#### [The request]
Filter the entries below, copying each line that contains the string "water". Matching is case-sensitive.
--- start Entries supplied ---
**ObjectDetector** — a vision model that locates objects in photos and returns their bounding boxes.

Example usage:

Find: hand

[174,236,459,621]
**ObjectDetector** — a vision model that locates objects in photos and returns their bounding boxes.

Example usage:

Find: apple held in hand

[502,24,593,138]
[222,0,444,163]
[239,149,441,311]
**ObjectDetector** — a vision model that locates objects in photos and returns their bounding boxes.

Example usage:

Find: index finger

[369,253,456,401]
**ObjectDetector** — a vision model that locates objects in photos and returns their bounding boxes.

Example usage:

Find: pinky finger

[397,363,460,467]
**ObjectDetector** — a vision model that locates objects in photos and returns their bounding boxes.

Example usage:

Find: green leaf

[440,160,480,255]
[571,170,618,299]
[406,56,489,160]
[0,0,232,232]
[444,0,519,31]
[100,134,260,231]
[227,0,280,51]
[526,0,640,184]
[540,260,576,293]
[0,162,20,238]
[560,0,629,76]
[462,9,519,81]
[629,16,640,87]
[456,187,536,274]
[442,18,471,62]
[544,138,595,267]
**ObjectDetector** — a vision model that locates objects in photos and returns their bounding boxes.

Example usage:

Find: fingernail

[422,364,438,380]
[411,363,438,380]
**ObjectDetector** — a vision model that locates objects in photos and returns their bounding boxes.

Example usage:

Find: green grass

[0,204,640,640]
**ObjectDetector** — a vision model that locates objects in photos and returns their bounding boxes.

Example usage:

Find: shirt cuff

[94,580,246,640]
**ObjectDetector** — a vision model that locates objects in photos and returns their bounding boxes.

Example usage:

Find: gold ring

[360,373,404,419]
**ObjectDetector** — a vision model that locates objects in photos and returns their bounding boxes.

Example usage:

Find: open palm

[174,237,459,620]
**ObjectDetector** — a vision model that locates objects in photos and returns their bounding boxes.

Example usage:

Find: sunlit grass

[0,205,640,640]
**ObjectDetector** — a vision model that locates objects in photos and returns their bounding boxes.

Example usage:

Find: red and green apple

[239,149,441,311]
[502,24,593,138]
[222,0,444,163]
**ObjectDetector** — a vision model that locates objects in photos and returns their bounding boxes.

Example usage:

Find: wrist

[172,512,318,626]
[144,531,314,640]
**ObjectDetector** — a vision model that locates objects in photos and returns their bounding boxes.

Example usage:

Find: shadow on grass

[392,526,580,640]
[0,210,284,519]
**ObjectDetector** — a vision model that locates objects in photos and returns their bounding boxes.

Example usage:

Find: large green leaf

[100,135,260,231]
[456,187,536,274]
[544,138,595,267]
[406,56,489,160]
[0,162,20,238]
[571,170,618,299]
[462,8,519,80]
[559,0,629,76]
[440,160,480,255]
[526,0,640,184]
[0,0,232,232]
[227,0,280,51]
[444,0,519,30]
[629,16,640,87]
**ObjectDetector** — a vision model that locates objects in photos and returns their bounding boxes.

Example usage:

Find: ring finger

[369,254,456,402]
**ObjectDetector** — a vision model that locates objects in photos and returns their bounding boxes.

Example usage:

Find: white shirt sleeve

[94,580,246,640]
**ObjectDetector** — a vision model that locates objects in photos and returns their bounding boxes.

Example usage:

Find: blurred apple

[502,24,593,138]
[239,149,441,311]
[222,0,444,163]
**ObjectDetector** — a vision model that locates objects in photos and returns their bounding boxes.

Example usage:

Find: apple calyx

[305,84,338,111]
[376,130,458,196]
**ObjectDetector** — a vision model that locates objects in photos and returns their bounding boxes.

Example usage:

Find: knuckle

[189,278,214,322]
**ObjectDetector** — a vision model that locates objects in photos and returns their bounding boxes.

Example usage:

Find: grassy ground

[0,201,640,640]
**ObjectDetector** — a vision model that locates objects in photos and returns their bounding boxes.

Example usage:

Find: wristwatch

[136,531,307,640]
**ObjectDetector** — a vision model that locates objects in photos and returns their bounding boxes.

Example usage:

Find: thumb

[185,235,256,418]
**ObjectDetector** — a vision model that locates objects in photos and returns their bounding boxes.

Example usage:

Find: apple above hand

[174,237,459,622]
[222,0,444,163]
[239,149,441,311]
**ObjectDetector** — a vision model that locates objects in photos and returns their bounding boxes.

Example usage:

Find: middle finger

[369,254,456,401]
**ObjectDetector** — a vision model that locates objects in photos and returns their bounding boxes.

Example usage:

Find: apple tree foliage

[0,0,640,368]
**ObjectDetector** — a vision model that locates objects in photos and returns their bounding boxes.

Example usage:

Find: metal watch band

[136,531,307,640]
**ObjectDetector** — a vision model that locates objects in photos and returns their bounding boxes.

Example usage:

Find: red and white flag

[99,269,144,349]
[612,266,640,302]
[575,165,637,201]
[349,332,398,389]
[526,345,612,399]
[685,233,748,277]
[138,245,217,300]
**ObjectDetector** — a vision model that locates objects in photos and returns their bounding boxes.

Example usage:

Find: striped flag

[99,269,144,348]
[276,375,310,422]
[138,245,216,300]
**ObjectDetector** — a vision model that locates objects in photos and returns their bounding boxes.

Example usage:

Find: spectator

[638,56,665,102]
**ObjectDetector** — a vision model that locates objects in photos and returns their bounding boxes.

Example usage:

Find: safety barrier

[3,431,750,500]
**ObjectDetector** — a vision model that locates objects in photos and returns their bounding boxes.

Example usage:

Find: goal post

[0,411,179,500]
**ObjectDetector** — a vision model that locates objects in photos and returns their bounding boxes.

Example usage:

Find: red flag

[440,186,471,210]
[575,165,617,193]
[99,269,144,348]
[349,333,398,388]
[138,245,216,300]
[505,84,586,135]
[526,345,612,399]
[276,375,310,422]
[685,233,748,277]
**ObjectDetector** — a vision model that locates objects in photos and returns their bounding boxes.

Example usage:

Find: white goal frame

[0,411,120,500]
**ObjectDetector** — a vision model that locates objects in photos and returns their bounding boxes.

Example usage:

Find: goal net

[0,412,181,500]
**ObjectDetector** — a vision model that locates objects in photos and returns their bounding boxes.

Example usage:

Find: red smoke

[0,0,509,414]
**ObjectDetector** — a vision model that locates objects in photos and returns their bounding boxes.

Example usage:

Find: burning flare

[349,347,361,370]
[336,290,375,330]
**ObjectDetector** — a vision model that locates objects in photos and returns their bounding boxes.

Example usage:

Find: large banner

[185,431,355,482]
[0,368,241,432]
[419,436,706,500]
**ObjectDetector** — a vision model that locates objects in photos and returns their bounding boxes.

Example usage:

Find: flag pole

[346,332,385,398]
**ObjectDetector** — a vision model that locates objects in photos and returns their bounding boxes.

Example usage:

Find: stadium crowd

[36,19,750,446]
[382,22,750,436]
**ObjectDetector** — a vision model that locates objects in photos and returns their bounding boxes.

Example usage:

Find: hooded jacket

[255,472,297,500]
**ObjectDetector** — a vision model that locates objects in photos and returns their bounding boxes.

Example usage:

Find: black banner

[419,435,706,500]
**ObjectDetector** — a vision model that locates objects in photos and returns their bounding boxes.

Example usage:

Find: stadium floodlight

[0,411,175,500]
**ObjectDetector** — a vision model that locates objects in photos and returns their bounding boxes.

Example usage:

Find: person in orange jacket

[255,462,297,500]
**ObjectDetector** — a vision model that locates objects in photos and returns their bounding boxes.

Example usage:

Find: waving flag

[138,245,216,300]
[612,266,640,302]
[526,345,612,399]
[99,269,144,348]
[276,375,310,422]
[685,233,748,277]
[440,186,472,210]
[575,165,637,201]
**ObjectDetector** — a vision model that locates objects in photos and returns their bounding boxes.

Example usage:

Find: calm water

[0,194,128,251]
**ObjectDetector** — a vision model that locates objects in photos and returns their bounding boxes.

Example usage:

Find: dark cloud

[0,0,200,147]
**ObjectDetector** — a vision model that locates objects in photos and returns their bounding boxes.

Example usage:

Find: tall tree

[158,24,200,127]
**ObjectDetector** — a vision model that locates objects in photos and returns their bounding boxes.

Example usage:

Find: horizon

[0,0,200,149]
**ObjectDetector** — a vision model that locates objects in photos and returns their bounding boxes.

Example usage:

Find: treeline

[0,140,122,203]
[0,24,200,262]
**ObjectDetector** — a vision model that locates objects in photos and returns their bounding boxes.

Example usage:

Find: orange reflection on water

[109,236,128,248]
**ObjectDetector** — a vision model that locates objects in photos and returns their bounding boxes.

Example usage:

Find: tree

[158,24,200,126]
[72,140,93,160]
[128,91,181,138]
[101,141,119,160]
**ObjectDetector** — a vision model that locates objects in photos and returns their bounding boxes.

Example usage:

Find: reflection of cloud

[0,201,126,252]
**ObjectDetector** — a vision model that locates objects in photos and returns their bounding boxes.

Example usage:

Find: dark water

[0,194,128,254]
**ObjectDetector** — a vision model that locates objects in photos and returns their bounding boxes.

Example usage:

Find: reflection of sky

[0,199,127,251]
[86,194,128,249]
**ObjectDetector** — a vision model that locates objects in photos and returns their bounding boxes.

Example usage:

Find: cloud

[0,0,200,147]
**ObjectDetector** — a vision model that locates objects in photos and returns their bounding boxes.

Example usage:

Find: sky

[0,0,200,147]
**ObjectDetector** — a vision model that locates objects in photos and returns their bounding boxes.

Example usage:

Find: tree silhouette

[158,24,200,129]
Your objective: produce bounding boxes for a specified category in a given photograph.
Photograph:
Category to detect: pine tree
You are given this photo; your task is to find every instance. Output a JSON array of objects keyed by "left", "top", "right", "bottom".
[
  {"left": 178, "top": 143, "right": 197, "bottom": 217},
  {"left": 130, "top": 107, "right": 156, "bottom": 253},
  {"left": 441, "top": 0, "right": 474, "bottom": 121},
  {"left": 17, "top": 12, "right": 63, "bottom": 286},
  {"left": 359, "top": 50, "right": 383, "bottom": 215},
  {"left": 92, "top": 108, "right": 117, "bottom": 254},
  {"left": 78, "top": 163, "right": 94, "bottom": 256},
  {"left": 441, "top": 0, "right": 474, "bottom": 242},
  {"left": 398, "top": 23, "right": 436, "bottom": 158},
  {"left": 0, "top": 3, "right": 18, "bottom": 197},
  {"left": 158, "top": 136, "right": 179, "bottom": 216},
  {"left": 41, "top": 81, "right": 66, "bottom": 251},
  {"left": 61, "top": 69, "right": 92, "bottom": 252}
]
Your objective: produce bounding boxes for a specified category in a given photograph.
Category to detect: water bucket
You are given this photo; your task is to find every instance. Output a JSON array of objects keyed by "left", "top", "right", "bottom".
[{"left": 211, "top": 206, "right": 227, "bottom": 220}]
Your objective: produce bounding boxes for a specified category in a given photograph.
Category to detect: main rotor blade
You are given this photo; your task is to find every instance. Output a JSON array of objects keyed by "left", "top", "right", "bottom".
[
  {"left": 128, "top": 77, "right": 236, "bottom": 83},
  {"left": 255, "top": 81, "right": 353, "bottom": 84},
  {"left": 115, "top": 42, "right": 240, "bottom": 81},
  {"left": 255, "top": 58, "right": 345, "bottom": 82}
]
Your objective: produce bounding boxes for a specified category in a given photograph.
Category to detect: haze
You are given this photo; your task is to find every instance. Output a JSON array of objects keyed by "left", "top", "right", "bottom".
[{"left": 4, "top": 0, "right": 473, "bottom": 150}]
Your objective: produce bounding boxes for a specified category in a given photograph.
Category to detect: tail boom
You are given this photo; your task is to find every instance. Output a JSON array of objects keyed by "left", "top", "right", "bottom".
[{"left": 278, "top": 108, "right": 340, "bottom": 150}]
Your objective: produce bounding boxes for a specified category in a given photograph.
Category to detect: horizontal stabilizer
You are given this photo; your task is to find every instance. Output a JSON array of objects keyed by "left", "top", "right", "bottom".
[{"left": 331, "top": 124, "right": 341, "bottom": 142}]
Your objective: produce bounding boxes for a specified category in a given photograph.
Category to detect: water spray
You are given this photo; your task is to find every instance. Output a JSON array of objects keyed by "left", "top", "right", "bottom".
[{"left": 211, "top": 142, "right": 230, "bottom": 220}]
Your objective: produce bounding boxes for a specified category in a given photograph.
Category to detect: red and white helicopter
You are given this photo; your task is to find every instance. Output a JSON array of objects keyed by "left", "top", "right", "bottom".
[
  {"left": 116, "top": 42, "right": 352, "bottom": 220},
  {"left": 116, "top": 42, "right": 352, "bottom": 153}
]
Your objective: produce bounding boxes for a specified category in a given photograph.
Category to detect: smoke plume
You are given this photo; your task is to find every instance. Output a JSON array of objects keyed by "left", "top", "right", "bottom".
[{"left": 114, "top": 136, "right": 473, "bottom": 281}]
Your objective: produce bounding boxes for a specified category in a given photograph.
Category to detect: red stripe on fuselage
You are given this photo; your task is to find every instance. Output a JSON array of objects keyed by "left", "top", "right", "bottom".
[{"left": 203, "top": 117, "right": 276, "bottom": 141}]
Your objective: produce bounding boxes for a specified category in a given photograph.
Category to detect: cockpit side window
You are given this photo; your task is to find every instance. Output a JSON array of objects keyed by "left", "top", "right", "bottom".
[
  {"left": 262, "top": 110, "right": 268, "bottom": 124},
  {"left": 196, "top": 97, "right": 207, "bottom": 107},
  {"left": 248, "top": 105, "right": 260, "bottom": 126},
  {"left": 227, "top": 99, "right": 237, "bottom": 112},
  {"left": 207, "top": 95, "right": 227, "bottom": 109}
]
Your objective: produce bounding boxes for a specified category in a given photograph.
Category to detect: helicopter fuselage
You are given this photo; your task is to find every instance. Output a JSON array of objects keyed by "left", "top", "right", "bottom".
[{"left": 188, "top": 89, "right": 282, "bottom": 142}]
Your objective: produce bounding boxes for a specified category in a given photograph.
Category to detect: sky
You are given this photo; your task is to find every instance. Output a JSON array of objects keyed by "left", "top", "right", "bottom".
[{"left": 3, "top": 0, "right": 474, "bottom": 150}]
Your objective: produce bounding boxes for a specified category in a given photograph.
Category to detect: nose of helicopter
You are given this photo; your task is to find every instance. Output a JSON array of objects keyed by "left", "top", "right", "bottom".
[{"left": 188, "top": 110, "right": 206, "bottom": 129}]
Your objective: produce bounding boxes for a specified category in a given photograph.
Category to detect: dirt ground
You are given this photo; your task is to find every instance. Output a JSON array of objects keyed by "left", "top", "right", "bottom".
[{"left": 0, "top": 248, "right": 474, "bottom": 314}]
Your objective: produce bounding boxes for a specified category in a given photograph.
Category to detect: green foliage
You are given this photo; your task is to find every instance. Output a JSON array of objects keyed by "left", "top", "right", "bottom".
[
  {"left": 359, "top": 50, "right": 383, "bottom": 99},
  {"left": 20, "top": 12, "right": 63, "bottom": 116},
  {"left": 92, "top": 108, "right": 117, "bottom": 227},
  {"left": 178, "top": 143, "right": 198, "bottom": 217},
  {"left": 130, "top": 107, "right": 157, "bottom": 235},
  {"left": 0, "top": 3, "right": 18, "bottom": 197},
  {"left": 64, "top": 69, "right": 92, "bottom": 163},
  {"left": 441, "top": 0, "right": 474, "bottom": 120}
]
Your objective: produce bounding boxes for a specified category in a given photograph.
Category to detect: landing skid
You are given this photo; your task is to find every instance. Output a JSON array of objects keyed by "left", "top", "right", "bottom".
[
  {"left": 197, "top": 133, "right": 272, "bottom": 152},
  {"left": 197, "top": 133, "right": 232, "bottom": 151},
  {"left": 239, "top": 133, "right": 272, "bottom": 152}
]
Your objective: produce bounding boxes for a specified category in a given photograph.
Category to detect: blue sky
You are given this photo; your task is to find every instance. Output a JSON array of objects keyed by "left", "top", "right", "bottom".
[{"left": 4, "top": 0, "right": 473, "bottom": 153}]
--- end Entries supplied ---
#### [Correct answer]
Find: calm water
Find: orange reflection on water
Find: dark water
Category to detect: water bucket
Category to detect: water spray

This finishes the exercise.